The listing is to be duplicated in full, exactly as written.

## RECORD EXTRACTS
------------------------------------------------------------------------

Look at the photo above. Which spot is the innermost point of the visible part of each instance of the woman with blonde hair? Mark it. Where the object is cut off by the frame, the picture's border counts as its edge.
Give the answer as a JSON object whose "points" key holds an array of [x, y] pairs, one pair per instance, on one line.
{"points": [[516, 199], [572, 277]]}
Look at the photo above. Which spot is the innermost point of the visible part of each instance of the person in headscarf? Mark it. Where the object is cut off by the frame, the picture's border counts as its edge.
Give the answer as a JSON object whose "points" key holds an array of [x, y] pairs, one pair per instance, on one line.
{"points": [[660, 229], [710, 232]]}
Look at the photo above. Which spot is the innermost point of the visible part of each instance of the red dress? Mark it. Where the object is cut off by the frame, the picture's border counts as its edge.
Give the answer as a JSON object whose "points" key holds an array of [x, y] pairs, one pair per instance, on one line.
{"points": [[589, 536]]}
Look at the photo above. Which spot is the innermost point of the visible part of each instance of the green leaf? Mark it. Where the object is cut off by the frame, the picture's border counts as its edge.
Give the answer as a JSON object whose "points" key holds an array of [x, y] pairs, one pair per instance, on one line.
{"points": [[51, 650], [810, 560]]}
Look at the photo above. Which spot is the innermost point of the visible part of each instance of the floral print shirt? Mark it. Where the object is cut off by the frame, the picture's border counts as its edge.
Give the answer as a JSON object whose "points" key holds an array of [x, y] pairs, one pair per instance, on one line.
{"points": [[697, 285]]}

------------------------------------------------------------------------

## OUTPUT FOR THIS EXERCISE
Look at the photo above. Which spot is the innermost point of the visible part of each instance of the woman with blonde hair? Mark it. Where the object is cut off by the frame, the picture's border counts as its edge.
Give the answer as a JSON object whose "points" key holds an array of [x, y] pairs, one pair per instance, on one line.
{"points": [[516, 199], [572, 277]]}
Look at the photo above. Which spot is the innermost point of the visible part of each instance of the person in headscarf? Mark it. Where the object is cut off by the frame, the picture's border counts as its edge.
Give the answer as a JSON object whose "points" key holds an array of [x, y] pairs, one pair per instance, on one line.
{"points": [[660, 229], [710, 232]]}
Look at the photo above. Which spot is the innermost point of the visible part of each instance of the red dress? Mark it. Where the object is cut off by the frame, the picture's border counts as its edge.
Give the answer as a JSON object whose "points" key holds an array of [x, y] pairs, one pair per instance, on one line.
{"points": [[589, 536]]}
Look at the photo above. Which spot is the innermost point of the visible part of each instance of the green leaf? Mark it. Where the object is cut off by the frame, the picture's border counts as its edge.
Give the answer as a JSON object whose "points" key holds an array of [x, y] pairs, one pair per instance, on one line.
{"points": [[51, 650], [810, 560]]}
Look at the photo above. Which spot is the innermost point of the visible part of each instance of the floral print shirt? Mark it. Where the object is cut off by the frame, the picture's border counts as its edge.
Give the answer as a JSON object whose "points" key holds an array of [x, y] pairs, one pair per instance, on one line.
{"points": [[697, 285]]}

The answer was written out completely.